_DATA IN THIS EXERCISE_
+ + +

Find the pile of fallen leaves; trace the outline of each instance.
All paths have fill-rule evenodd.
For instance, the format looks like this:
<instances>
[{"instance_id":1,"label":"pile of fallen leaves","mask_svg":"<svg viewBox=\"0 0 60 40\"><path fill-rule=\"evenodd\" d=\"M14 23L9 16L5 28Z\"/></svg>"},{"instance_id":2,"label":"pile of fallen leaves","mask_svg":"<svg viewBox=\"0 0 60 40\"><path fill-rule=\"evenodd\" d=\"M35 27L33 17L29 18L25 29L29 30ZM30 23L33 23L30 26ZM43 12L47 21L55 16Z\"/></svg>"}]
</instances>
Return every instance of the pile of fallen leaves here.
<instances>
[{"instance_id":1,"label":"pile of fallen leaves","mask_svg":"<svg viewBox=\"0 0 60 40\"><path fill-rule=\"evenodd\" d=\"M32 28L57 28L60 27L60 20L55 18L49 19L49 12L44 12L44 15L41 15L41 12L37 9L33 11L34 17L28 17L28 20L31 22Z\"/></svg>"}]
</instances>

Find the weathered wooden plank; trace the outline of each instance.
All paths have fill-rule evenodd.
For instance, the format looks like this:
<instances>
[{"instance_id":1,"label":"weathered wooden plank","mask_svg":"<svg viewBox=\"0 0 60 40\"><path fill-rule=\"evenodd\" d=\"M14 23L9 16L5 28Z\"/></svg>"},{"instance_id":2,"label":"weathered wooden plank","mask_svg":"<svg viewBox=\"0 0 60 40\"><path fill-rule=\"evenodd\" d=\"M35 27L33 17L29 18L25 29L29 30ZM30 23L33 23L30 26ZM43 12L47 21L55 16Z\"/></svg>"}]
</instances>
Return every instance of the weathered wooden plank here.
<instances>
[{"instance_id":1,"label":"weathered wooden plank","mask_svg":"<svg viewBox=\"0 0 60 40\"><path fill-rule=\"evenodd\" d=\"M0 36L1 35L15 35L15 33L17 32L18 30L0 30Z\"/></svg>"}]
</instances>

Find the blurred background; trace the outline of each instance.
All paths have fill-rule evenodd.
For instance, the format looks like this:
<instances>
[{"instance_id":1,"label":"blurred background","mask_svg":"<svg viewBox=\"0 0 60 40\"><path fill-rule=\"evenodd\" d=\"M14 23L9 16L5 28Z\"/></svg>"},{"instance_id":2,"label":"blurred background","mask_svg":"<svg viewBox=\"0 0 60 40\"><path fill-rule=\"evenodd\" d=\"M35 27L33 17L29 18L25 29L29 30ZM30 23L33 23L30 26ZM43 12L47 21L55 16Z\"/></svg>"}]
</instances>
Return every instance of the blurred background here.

+ + +

_STATED GOAL_
Rewrite the data above, replacing each occurrence of "trace" with "draw" and leaving everything else unchanged.

_WRITTEN ANSWER_
Find the pile of fallen leaves; draw the outline of each instance.
All paths have fill-rule evenodd.
For instance, the format looks like this:
<instances>
[{"instance_id":1,"label":"pile of fallen leaves","mask_svg":"<svg viewBox=\"0 0 60 40\"><path fill-rule=\"evenodd\" d=\"M14 23L9 16L5 28Z\"/></svg>"},{"instance_id":2,"label":"pile of fallen leaves","mask_svg":"<svg viewBox=\"0 0 60 40\"><path fill-rule=\"evenodd\" d=\"M35 27L33 17L29 18L25 29L29 30ZM30 23L33 23L30 26ZM43 12L47 21L55 16Z\"/></svg>"}]
</instances>
Return every instance of the pile of fallen leaves here.
<instances>
[{"instance_id":1,"label":"pile of fallen leaves","mask_svg":"<svg viewBox=\"0 0 60 40\"><path fill-rule=\"evenodd\" d=\"M32 28L57 28L60 27L60 20L55 18L49 19L49 12L44 12L44 15L41 15L41 12L37 9L33 11L34 17L28 17L28 20L31 22Z\"/></svg>"}]
</instances>

Find the weathered wooden plank; draw the outline of each instance.
All paths have fill-rule evenodd.
For instance, the format looks like this:
<instances>
[{"instance_id":1,"label":"weathered wooden plank","mask_svg":"<svg viewBox=\"0 0 60 40\"><path fill-rule=\"evenodd\" d=\"M14 23L9 16L5 28Z\"/></svg>"},{"instance_id":2,"label":"weathered wooden plank","mask_svg":"<svg viewBox=\"0 0 60 40\"><path fill-rule=\"evenodd\" d=\"M35 27L33 17L29 18L25 29L29 30ZM30 23L33 23L30 26ZM43 12L47 21L55 16Z\"/></svg>"}]
</instances>
Return every instance of the weathered wooden plank here.
<instances>
[{"instance_id":1,"label":"weathered wooden plank","mask_svg":"<svg viewBox=\"0 0 60 40\"><path fill-rule=\"evenodd\" d=\"M0 36L1 35L15 35L15 33L17 32L18 30L0 30Z\"/></svg>"}]
</instances>

Find the blurred background; draw the outline of each instance.
All paths have fill-rule evenodd.
For instance, the format looks like this:
<instances>
[{"instance_id":1,"label":"blurred background","mask_svg":"<svg viewBox=\"0 0 60 40\"><path fill-rule=\"evenodd\" d=\"M14 23L9 16L5 28Z\"/></svg>"},{"instance_id":2,"label":"blurred background","mask_svg":"<svg viewBox=\"0 0 60 40\"><path fill-rule=\"evenodd\" d=\"M35 27L33 17L29 18L25 29L29 30ZM30 23L33 23L30 26ZM43 12L47 21L55 16Z\"/></svg>"}]
</instances>
Return every instance of the blurred background here.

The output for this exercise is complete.